(Detection annotation records)
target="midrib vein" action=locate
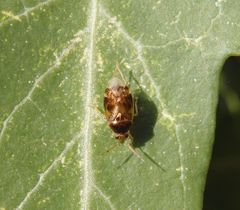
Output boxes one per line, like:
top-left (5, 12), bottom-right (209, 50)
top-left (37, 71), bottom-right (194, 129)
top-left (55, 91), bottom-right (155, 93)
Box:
top-left (80, 0), bottom-right (97, 210)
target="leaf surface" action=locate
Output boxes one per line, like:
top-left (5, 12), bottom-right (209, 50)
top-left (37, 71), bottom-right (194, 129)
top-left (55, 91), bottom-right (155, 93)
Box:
top-left (0, 0), bottom-right (240, 209)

WHAT IS BEING ASKED - Reproduce every line of the listing above word for word, leaving out the pictures.

WRITTEN SOLUTION -
target="midrib vein" action=locate
Output boxes one per line, like:
top-left (5, 12), bottom-right (209, 50)
top-left (37, 71), bottom-right (194, 129)
top-left (55, 91), bottom-right (155, 93)
Box:
top-left (80, 0), bottom-right (97, 210)
target="leaf surface" action=locate
Output boxes one per line, like:
top-left (5, 12), bottom-right (209, 50)
top-left (37, 71), bottom-right (194, 129)
top-left (55, 91), bottom-right (155, 93)
Box:
top-left (0, 0), bottom-right (240, 209)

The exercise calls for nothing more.